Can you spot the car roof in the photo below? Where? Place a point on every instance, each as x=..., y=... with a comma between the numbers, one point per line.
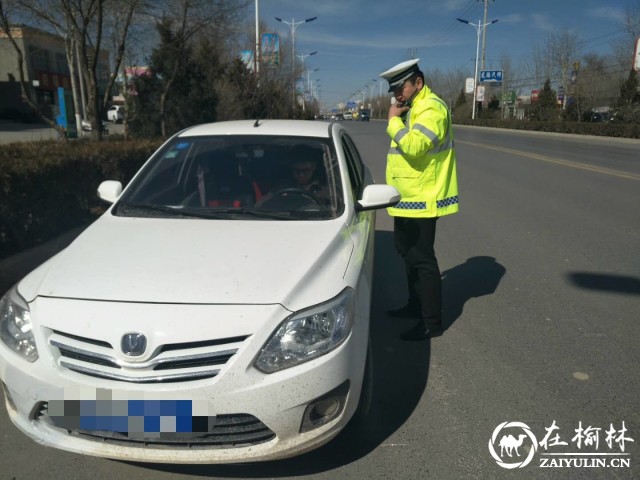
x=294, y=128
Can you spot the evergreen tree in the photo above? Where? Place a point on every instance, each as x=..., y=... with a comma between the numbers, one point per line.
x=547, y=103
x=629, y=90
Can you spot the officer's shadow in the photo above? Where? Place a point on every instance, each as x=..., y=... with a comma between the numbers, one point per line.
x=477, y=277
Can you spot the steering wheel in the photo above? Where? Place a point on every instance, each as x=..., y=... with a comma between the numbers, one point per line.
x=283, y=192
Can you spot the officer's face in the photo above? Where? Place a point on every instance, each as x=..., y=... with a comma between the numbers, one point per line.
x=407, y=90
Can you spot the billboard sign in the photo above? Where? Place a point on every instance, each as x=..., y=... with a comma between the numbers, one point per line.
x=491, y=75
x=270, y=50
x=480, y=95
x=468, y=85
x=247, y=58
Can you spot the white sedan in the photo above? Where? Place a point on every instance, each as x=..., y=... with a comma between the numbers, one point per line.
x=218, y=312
====
Copy out the lines from the line containing "Can you spot the officer's face" to the end of the listing above, without alteration.

### EXERCISE RESULT
Can you spot the officer's face in the photo above? Where? Place a point on every instance, each as x=..., y=... with a comma between the numbers, one point per line.
x=407, y=90
Can you spot the billboard sign in the photo above? Where? Place a point on every instance, each as x=..., y=... with a comma between the numbers, one point per line.
x=491, y=75
x=270, y=50
x=480, y=95
x=468, y=85
x=247, y=58
Can you spot the white sedan in the photo above? Where? Place a point on every instance, each as x=..., y=... with a comma between the numbers, one point per line.
x=218, y=312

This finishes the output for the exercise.